**Provided material:**
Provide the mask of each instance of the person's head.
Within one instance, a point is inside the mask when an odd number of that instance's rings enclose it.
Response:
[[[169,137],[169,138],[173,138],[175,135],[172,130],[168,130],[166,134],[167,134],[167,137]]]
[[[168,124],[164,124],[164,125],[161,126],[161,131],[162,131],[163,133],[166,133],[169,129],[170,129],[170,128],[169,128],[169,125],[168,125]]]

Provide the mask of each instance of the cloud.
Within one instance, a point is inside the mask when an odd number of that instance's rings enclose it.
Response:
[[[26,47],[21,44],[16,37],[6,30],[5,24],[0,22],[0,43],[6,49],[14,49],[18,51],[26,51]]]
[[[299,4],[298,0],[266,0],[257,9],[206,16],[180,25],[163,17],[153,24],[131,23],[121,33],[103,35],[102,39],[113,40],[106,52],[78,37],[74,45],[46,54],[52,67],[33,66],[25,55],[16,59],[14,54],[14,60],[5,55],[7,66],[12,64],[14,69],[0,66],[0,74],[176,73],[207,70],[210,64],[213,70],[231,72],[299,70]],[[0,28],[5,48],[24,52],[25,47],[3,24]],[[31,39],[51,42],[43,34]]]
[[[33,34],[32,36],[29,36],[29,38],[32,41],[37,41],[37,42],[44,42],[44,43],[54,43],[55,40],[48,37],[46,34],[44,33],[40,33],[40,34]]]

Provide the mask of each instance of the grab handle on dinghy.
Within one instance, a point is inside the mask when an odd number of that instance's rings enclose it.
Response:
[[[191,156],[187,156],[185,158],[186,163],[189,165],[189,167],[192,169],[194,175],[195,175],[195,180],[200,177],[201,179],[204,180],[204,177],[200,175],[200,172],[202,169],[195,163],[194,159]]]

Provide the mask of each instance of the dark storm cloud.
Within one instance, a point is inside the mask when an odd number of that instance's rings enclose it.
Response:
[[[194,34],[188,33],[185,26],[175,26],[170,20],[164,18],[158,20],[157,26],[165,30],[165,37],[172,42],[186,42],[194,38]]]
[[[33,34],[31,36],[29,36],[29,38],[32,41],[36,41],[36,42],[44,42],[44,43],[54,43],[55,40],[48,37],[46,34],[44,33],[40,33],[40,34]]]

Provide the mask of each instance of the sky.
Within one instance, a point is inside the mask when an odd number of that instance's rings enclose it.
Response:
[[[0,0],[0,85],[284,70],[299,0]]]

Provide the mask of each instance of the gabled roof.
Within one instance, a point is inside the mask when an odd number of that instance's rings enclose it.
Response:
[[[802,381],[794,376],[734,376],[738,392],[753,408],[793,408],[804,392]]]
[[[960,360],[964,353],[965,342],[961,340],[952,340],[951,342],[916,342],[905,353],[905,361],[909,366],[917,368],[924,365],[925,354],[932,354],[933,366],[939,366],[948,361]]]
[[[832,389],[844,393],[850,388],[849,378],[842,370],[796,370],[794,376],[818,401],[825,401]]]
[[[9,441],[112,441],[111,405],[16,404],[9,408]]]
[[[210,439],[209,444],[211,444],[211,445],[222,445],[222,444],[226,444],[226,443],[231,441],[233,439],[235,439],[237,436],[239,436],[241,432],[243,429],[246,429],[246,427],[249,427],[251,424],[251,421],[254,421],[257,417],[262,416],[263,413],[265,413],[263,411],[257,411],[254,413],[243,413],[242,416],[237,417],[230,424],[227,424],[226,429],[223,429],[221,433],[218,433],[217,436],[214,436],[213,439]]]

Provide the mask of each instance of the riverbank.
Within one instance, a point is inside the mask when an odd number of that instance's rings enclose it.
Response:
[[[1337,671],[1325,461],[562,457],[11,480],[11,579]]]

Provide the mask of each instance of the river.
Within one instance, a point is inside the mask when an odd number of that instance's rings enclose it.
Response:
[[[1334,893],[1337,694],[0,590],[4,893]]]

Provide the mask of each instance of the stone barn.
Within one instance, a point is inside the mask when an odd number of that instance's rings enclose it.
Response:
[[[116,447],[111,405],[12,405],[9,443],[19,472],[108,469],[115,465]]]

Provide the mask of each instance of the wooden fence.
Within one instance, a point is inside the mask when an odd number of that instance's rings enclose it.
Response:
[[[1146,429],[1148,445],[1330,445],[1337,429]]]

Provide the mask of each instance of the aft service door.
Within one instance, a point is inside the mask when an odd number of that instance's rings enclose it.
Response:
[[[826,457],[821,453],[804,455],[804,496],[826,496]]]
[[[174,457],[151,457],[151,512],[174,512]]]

**Description of the task:** Reproduce every line from the one containing "Provide the mask of each instance of the stone" down to the end of the items, instruction lines included, and increase each coordinate in the responses by 110.

**Answer for this exercise:**
Provide the mask of each instance of the stone barn.
Within one instance, a point is inside the mask when an odd number of that instance's rings enclose it.
Response:
[[[226,557],[221,515],[122,515],[119,553],[129,582],[218,579],[225,575]]]

Provide the mask of each instance of the wooden fence.
Within one instance, a point is inside the mask when an odd number of that instance's rings enclose it.
Response:
[[[1256,539],[1258,555],[1440,555],[1447,539]]]

Provide the mask of each instance of the aft service door.
Within one instance, a point is inside the mask when an odd number of that instance's rings enclose it.
Response:
[[[936,567],[931,563],[914,565],[914,606],[936,606]]]
[[[284,567],[261,567],[261,622],[284,622]]]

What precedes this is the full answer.